--- Record excerpts Enclosed Below ---
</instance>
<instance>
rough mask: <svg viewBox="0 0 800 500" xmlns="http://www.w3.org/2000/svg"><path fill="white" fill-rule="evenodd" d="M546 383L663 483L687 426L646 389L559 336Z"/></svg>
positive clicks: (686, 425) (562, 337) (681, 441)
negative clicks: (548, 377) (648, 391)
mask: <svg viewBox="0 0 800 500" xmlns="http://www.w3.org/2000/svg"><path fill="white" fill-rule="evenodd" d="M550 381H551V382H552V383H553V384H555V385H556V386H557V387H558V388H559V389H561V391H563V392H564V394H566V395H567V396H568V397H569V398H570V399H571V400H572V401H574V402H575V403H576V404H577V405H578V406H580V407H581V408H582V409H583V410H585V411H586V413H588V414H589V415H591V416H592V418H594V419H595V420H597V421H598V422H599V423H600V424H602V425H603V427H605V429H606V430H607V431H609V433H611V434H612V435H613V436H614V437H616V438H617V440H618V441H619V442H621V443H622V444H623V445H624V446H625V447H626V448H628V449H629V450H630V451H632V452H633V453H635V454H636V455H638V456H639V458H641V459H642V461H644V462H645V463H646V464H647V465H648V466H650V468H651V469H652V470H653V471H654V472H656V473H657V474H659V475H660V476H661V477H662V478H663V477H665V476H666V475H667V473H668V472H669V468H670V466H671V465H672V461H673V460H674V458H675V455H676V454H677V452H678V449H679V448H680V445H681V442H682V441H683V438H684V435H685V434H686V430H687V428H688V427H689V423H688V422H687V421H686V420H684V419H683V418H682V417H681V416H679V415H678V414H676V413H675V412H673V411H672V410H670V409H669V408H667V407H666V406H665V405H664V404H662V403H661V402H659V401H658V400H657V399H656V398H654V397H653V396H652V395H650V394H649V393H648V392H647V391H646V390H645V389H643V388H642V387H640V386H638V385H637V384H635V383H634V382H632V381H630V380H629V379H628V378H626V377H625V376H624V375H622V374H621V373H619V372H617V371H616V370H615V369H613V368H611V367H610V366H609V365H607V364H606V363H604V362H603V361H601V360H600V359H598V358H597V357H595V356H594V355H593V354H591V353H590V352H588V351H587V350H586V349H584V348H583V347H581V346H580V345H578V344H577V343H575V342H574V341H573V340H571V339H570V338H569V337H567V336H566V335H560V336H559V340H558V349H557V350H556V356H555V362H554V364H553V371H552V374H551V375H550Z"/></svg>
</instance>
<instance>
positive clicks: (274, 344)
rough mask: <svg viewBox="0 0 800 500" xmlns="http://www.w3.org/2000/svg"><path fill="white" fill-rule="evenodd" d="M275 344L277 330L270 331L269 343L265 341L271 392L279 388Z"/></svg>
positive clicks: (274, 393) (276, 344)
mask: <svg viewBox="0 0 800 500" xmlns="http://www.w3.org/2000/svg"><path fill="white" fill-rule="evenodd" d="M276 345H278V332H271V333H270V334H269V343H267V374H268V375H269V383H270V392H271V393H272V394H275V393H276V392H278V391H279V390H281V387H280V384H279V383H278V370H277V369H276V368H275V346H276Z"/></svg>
--- End of Enclosed Record excerpts ---
--- Record excerpts Enclosed Below ---
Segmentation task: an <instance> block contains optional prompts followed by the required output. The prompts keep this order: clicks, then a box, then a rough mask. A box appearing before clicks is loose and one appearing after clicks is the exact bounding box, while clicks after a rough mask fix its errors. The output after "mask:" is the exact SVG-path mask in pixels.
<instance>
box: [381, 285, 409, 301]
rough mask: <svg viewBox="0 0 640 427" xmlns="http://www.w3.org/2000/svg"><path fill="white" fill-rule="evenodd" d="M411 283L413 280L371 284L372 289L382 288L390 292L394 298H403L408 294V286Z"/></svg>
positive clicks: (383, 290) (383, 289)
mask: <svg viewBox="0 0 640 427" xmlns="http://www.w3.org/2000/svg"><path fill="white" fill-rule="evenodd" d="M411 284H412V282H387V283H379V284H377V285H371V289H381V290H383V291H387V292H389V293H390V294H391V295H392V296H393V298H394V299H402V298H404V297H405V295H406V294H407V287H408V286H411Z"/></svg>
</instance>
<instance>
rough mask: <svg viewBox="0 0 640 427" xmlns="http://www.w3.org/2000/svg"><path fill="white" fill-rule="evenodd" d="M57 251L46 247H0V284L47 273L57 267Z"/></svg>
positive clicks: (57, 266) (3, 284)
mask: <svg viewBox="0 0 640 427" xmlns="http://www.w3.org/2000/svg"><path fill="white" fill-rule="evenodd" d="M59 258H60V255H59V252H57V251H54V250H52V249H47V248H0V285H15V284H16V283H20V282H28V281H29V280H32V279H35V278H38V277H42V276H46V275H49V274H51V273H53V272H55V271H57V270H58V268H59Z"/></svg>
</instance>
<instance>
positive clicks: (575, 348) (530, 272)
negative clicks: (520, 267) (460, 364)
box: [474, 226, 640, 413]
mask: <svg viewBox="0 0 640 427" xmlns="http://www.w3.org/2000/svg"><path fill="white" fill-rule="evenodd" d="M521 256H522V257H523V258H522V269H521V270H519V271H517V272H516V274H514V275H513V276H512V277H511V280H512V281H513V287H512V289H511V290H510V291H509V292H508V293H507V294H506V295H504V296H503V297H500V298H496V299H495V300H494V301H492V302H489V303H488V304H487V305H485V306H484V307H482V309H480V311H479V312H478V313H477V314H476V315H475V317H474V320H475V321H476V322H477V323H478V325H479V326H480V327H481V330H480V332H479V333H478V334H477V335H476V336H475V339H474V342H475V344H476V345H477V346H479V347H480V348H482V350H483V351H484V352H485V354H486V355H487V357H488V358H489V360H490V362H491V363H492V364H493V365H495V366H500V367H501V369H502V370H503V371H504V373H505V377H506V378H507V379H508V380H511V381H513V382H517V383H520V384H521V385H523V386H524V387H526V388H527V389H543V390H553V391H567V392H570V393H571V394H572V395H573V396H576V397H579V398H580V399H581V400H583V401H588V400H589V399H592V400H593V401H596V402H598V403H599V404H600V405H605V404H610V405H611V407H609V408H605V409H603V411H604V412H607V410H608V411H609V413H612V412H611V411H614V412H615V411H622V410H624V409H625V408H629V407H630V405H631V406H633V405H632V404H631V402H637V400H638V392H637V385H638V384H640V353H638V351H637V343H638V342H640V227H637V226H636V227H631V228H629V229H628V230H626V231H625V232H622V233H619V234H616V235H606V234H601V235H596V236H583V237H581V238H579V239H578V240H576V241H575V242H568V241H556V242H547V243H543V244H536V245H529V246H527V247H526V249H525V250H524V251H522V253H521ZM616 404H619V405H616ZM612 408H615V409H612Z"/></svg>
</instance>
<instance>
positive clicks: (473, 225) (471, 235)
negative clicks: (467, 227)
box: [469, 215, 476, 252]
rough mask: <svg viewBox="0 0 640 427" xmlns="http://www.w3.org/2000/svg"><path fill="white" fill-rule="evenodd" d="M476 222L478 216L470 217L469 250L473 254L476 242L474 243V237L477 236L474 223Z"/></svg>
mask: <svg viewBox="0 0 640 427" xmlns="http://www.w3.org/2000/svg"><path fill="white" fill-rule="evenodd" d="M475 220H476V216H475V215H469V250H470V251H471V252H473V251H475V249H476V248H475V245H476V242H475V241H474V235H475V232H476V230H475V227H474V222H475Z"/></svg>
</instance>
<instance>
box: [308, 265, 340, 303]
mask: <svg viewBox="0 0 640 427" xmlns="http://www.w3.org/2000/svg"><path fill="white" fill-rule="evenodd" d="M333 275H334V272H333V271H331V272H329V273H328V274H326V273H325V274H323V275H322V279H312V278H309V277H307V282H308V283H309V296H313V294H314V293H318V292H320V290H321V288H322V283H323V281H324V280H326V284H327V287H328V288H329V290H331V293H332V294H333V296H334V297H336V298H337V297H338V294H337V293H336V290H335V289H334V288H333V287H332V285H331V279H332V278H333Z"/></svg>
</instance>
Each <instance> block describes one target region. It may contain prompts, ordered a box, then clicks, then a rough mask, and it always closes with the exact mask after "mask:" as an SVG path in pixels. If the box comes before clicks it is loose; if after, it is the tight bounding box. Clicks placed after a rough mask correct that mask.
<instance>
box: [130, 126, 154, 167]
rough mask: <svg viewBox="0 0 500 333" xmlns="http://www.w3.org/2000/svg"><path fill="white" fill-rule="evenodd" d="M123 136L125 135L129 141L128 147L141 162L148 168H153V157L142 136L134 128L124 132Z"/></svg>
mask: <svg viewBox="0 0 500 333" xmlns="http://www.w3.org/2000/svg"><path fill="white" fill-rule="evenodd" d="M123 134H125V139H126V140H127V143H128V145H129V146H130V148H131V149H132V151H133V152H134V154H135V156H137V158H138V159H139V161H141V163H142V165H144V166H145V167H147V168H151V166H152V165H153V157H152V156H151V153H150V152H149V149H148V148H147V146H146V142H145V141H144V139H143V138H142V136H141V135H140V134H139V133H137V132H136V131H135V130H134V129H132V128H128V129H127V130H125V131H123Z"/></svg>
--- End of Enclosed Record excerpts ---
# Exercise goal
Would you please copy every line in the data that contains the word "then"?

# Solution for this task
Segmentation task: an <instance> block contains optional prompts followed by the required output. The prompts keep this order: clicks, then a box, then a rough mask. A box appearing before clicks is loose and one appearing after clicks is the exact bounding box, while clicks after a rough mask fix its errors. The output after "mask:" is the exact SVG-path mask in pixels.
Each <instance> block describes one target region. It may contain prompts, ordered a box, then clicks, then a rough mask, and it always closes with the exact mask after "mask:" as an SVG path in pixels. If the box comes before clicks it is loose; if after, it is the tight bounding box. Clicks placed after a rough mask correct that mask.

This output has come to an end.